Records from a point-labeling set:
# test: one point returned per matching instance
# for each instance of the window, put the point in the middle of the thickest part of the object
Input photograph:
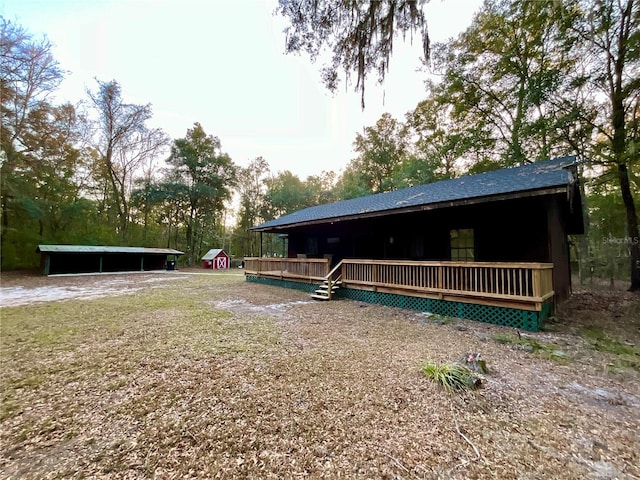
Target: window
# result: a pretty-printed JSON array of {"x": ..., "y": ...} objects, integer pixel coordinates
[{"x": 462, "y": 245}]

## Aim
Can you return every line of the records above word for word, leaving out the pictures?

## Completed exercise
# test: one point returned per matching instance
# for each instance of the window, put the point in the middle of the thickest part of the object
Input photograph:
Target: window
# result: a pretty-printed JSON array of {"x": ..., "y": ...} objects, integer pixel coordinates
[{"x": 462, "y": 245}]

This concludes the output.